我国碳排放权交易市场建设的成绩、问题及变化趋势研究

2025年09月15日来源:《中国物价》2025年08期    作者:朱彤

摘要我国能源消费和碳排放的持续增长,决定了我国碳市场呈现出“配额总量基于碳排放强度,采用基准线+预发放配额的免费分配方式,以现货交易为主”的阶段性特点。自2021年起,我国碳市场取得阶段性成效,具体体现在基本制度框架初步建立、碳定价作用初步显现、碳减排效应逐步释放、碳排放数据质量显著提升、技术服务体系及市场初具规模等五个方面。与此同时,我国碳市场仍存在稳定运行机制缺乏、交易流动性低、企业惜售现象突出、交易量呈现“潮汐现象”、价格发现功能较弱等问题。为助力“双碳”目标实现,“十五五”期间需通过扩大行业覆盖范围、提高有偿配额比例、优化履约机制、建立储备调节机制,并逐步从“基于强度”转向“基于总量”的市场模式等措施,进一步完善碳市场建设。

关键词:碳排放权;碳交易市场;配额

基金资助:中国社会科学院登峰战略优势学科(产业经济学)(DF2023YS24)。

 

一、引 

碳排放权交易市场(以下简称“碳市场”)是利用市场机制实现温室气体减排的环境政策工具,近年来受到全球越来越多国家的关注。欧盟碳市场20多年的实践虽为各国碳市场制度设计和运营提供了宝贵经验与教训(世界银行与ICAP,2020),但后来者建设碳市场并非“在白纸上绘图”那般简单,仍需结合自身实际探索。

2013年年底起,我国先后在深圳、北京、天津、上海、广东等七省市开展碳排放权试点交易。2021年7月16日,全国碳交易在上海环境能源交易所正式启动,这标志着我国碳市场建设进入地方试点与全国市场并存的新阶段(陈志斌等,2021)。目前,我国碳市场基本框架已初步确立,制度建设与市场运行取得一定成效(王科等,2024),还形成了一些基于我国国情的机制创新,如基于碳排放强度的碳排放配额控制(张希良等,2021;陈骁等,2022)。然而,碳市场发展中仍存在一些问题,面临不少挑战(齐绍洲等,2024;易欣飞等,2024)。目前,全国碳市场上线运行已满三个履约周期。本文基于这三个履约周期我国碳市场建设和运营的最新情况,同时从“十五五”进一步完善我国碳市场相关制度的目标出发,系统分析并总结我国碳市场运行取得的阶段性成绩、面临的问题及变化趋势,对提升我国碳市场运行效率具有重要的实践价值和政策意义。

提供材料:

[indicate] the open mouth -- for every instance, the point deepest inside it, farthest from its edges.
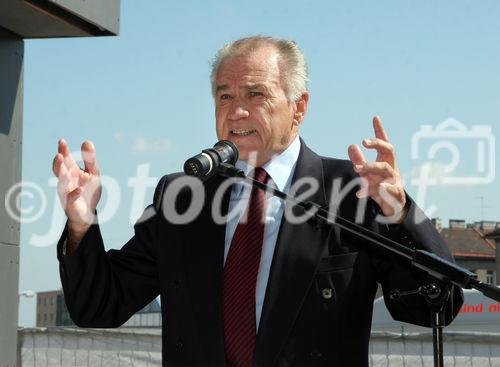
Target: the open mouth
(242, 132)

请完成: 请把这篇碳市场文章中从“2013年年底起,我国先后在”开始、一直到“有重要的实践价值和政策意义。”为止的全部文字，一字不改地重复一遍。

书面回答:
2013年年底起,我国先后在深圳、北京、天津、上海、广东等七省市开展碳排放权试点交易。2021年7月16日,全国碳交易在上海环境能源交易所正式启动,这标志着我国碳市场建设进入地方试点与全国市场并存的新阶段(陈志斌等,2021)。目前,我国碳市场基本框架已初步确立,制度建设与市场运行取得一定成效(王科等,2024),还形成了一些基于我国国情的机制创新,如基于碳排放强度的碳排放配额控制(张希良等,2021;陈骁等,2022)。然而,碳市场发展中仍存在一些问题,面临不少挑战(齐绍洲等,2024;易欣飞等,2024)。目前,全国碳市场上线运行已满三个履约周期。本文基于这三个履约周期我国碳市场建设和运营的最新情况,同时从“十五五”进一步完善我国碳市场相关制度的目标出发,系统分析并总结我国碳市场运行取得的阶段性成绩、面临的问题及变化趋势,对提升我国碳市场运行效率具有重要的实践价值和政策意义。